What the task requires: Write out every line of the entries below as a numbered list, leaving out any blank lines.

Dataset records:
● ● ● ● ●
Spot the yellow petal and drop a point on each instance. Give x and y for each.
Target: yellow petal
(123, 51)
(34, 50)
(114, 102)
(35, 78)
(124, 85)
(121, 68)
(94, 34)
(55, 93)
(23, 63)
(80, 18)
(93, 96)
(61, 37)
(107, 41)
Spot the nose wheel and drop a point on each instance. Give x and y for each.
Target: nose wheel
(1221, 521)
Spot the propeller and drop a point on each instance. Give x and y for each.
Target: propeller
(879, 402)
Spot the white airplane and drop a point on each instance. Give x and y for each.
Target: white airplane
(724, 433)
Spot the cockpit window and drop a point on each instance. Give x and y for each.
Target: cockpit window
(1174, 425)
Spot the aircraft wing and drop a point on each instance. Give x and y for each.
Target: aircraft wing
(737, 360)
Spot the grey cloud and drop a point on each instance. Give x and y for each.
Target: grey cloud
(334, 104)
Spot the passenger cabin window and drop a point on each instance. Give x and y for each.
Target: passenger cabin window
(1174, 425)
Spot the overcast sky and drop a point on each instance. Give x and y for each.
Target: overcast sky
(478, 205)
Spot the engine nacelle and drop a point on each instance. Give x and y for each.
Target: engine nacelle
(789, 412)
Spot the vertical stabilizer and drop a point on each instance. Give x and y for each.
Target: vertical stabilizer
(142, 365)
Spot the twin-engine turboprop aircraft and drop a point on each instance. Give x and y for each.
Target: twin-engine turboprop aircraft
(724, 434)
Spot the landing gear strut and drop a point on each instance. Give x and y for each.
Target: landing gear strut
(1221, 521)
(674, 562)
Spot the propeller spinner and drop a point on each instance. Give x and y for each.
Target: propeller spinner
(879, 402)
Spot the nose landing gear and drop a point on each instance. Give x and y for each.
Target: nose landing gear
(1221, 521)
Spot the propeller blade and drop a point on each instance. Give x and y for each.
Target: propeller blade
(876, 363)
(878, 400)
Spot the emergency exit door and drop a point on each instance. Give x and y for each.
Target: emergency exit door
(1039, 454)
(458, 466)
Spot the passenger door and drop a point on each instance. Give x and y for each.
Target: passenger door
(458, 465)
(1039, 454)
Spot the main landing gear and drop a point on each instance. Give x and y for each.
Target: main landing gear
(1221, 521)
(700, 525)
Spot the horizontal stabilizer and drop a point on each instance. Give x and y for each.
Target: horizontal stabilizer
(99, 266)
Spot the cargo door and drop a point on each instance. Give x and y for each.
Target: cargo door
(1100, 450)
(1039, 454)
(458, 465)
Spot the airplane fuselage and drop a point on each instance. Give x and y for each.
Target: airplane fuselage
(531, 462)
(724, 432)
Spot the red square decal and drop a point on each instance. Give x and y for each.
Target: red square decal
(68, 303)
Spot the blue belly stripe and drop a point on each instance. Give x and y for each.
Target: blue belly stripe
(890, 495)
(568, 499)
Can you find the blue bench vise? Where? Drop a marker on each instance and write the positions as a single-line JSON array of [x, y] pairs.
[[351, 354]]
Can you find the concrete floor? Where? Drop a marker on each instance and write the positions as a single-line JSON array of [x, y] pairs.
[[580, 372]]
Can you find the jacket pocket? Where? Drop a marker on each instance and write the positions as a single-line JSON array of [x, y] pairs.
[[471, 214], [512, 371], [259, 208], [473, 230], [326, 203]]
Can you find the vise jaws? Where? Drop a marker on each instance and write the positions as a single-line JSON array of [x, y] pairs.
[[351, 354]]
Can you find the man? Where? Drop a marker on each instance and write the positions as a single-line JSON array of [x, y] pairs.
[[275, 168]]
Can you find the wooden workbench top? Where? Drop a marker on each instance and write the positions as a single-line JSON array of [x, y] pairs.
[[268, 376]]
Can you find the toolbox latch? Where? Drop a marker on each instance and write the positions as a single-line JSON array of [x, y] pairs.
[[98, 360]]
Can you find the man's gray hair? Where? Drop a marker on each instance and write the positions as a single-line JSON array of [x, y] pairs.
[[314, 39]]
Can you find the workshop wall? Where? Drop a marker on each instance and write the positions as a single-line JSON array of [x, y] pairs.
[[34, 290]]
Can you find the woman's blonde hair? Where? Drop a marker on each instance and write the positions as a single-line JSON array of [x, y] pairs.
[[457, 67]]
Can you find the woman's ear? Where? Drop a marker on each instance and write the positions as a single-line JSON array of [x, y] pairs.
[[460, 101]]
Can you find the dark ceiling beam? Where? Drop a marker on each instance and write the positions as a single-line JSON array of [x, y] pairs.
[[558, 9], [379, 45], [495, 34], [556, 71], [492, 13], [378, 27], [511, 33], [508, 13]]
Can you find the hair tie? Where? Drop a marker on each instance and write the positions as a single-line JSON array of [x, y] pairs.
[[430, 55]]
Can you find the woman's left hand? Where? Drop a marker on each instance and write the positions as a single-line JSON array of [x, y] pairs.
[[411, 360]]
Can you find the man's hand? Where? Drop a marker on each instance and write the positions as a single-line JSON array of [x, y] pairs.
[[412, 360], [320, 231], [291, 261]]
● ● ● ● ●
Written response:
1. Spot the yellow petal and drop a point on each instance. Give x and y for each.
2. Target: yellow petal
3. (123, 51)
4. (34, 50)
5. (114, 102)
6. (35, 78)
7. (124, 85)
8. (121, 68)
9. (94, 34)
10. (55, 93)
11. (23, 63)
12. (80, 18)
13. (93, 96)
14. (61, 37)
15. (107, 41)
16. Spot the nose wheel and drop a point on each instance. Give x and y for each.
17. Target: nose wheel
18. (1221, 521)
19. Spot the propeller and drop a point on each instance. Give x and y for each.
20. Target: propeller
21. (879, 402)
22. Spot the white airplane and drop a point on each instance. Give x and y for each.
23. Target: white airplane
24. (724, 433)
25. Spot the cockpit window and drop a point on each instance. Give x and y for each.
26. Target: cockpit window
27. (1174, 425)
28. Spot the aircraft wing and drop a point on each instance. Give x and y for each.
29. Target: aircraft wing
30. (737, 360)
31. Spot the grey cloud and drop a point on each instance. Give x and y for each.
32. Target: grey cloud
33. (334, 104)
34. Spot the passenger cabin window and drop a point on each instance. Give x and y for each.
35. Target: passenger cabin window
36. (1174, 425)
37. Spot the overcast sky and drop a point on each instance. Give x and y for each.
38. Target: overcast sky
39. (478, 205)
40. Spot the engine nacelle and drop a point on each instance. Give x and y for each.
41. Target: engine nacelle
42. (789, 412)
43. Spot the vertical stabilizer and drop a point on each instance. Give x and y for each.
44. Target: vertical stabilizer
45. (142, 365)
46. Spot the twin-engine turboprop aircraft and drop a point on each instance. Give x and y for each.
47. Target: twin-engine turboprop aircraft
48. (724, 434)
49. Spot the landing gear strut and drop a point on each instance. Give x and y for each.
50. Target: landing gear strut
51. (1221, 521)
52. (674, 562)
53. Spot the propeller spinner and drop a point on each instance. Give x and y for each.
54. Target: propeller spinner
55. (879, 402)
56. Spot the nose landing gear and drop a point on each instance. Give x and y for each.
57. Target: nose landing gear
58. (1221, 521)
59. Spot the propeller blade and drop a point on each instance. Give x and y for each.
60. Target: propeller blade
61. (876, 363)
62. (878, 400)
63. Spot the emergency exit door and drop a point on each instance. Give x and y for each.
64. Target: emergency exit door
65. (1039, 454)
66. (458, 466)
67. Spot the passenger door and drop a point on each instance. Give x and y for each.
68. Target: passenger door
69. (458, 465)
70. (1039, 454)
71. Spot the main landing gear and drop a point on each instance. Give x and y for each.
72. Target: main landing gear
73. (1221, 521)
74. (700, 525)
75. Spot the horizontal stabilizer and drop a point on each instance. Give x and y for each.
76. Target: horizontal stabilizer
77. (99, 266)
78. Spot the cargo door and drop a point on each instance. Give x and y for each.
79. Target: cargo door
80. (1100, 450)
81. (1039, 454)
82. (458, 465)
83. Spot the airplane fuselage and drop a point on each instance. Give x and y for each.
84. Target: airplane fuselage
85. (531, 462)
86. (724, 432)
87. Spot the red square decal and drop a point on each instance. Give x and y for each.
88. Target: red square decal
89. (68, 303)
90. Spot the blue belly stripe and drop a point on each instance. Give x and y for each.
91. Target: blue belly stripe
92. (890, 495)
93. (568, 499)
94. Can you find the blue bench vise? Where? Drop a marker on each instance and write the positions as a single-line JSON array of [x, y] pairs.
95. [[351, 354]]
96. Can you find the concrete floor? Where? Drop a marker on each instance and write the positions as a single-line JSON array of [x, y] pairs.
97. [[580, 372]]
98. Can you find the jacket pocket? Where? Drop a marker on each instance and write the positions as a single-line JSON array of [x, y] pairs.
99. [[471, 214], [512, 371], [259, 208], [473, 230], [326, 203]]
100. Can you find the vise jaws? Where? Drop a marker on each instance and write the positions as a single-line JSON array of [x, y] pairs.
101. [[351, 354]]
102. Can you find the man? Where? Drop a marker on each instance and write the positions as a single-line JSON array of [x, y] pairs.
103. [[275, 168]]
104. Can you find the wooden workbench top? Where? Drop a marker on each instance and write the positions as a single-line JSON array of [x, y] pairs.
105. [[268, 376]]
106. Can you find the toolbox latch? Where? Drop a marker on each instance and write the positions as a single-line JSON array of [x, y] pairs.
107. [[98, 360]]
108. Can you find the man's gray hair? Where? Drop a marker on each instance and write the positions as a single-line JSON array of [x, y] pairs.
109. [[314, 39]]
110. Can you find the workshop wall? Where? Drop a marker on each instance and write the positions as a single-line JSON array of [x, y] pairs.
111. [[34, 290]]
112. Can you find the woman's blonde hair? Where? Drop a marker on each instance and write the positions as a single-line JSON array of [x, y] pairs.
113. [[457, 67]]
114. Can you find the woman's ear? Where? Drop a marker on each instance and write the positions as a single-line JSON array of [x, y] pairs.
115. [[460, 101]]
116. Can you find the dark ceiling beam? Where? Drop a marker on each instance and write the positions as a single-line JSON array of [x, y] pairs.
117. [[558, 9], [379, 45], [495, 34], [556, 71], [492, 13], [378, 27], [511, 33], [508, 13]]
118. Can you find the hair tie? Where? Drop a marker on each instance and write the positions as a single-line JSON array of [x, y] pairs.
119. [[430, 55]]
120. Can you find the woman's left hand? Where? Drop a marker on each instance and write the positions as a single-line JSON array of [x, y] pairs.
121. [[411, 360]]
122. Can you find the man's hand? Where? Drop a marker on each instance and write the positions as a single-line JSON array of [x, y] pairs.
123. [[412, 360], [320, 231], [291, 261]]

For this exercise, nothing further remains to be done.